> Text section
Lamb has interviewed many famous and fascinating personalities, including the late Princess Diana. “She went to Angola for the land mine issue,” she remembers.

“I thought she was very superficial and I was not very happy about going and covering her. Actually I changed my opinion because she was so impressive on that trip and she really worked very hard and I saw that she had something that I really saw with Nelson Mandela (another of her interviewees) — a kind of empathy with people terribly ill in hospital. She could bring a smile to people’s faces.”

Another well-known personality she interviewed was the acclaimed writer Paulo Coelho. The Brazilian author of the bestselling The Alchemist was so inspired by Lamb that he ended up writing a book about a female foreign correspondent in Kazakhstan.

“I am used to being somebody that writes for other people and I think I got a taste of my own medicine,” she confesses.

> Tasks to complete
• A. From the passage above about Lamb's interviews, retype the part that opens with the words containing "Another well-known personality" and closes with "correspondent in Kazakhstan.".
• B. Sum up the passage above about Lamb's interviews in two sentences.
• C. Carry on the passage above about Lamb's interviews, picking up after its last sentence.

> Record excerpts
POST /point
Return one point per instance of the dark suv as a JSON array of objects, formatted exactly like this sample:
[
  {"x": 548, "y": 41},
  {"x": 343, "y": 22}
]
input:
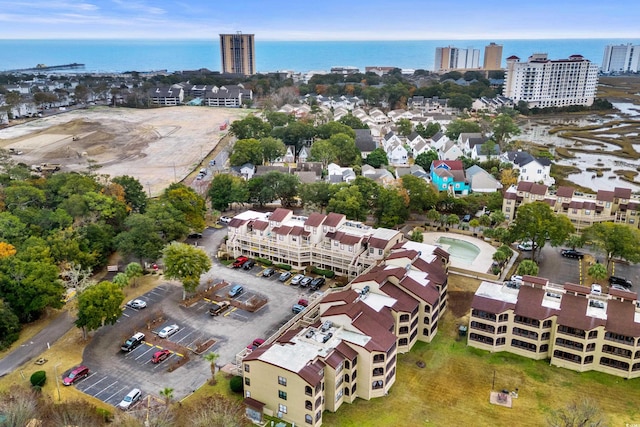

> Numbered responses
• A.
Another well-known personality she interviewed was the acclaimed writer Paulo Coelho. The Brazilian author of the bestselling The Alchemist was so inspired by Lamb that he ended up writing a book about a female foreign correspondent in Kazakhstan.

• B. Lamb first thought Princess Diana was superficial, but changed her mind while covering Diana's land mine trip to Angola, where she saw in her an empathy like Nelson Mandela's. Paulo Coelho was so inspired by Lamb that he wrote a book about a female foreign correspondent in Kazakhstan, which Lamb says gave her a taste of her own medicine.

• C.
“One day I was in Portugal on holiday and got this e-mail from him with a long attachment and it was this book and it said I want you to read this because you inspired the main character.”

The book is called The Zahir and that was the first time she found out about it.

“I think it is a great advantage being a woman journalist because women are better listeners,” she laughs. Lamb is, in fact, optimistic and encouraging about being a female correspondent reporting from male-dominated societies.

“The great advantage in Islamic countries such as Afghanistan and others is that I can go and speak to women whereas my male colleagues are not able to go and speak to half the population,” she says.

Lamb takes care to dress in accordance with local customs and says she tries to respect different cultures. “I like wearing the salwar kameez — actually, very comfortable — and I think it looks good too,” she says.

She narrates an amusing incident that took place when she was living in Pakistan during the 1980s. She got an opportunity to interview General Zia but later realised her recorder had not picked up anything.

“So I had to phone his military attaché and say there were lots of bits I couldn’t hear. ... I think he realised I hadn’t got anything burnt. Fortunately — the advantage of it being a military regime — they had taped it too, so they sent me their copy.”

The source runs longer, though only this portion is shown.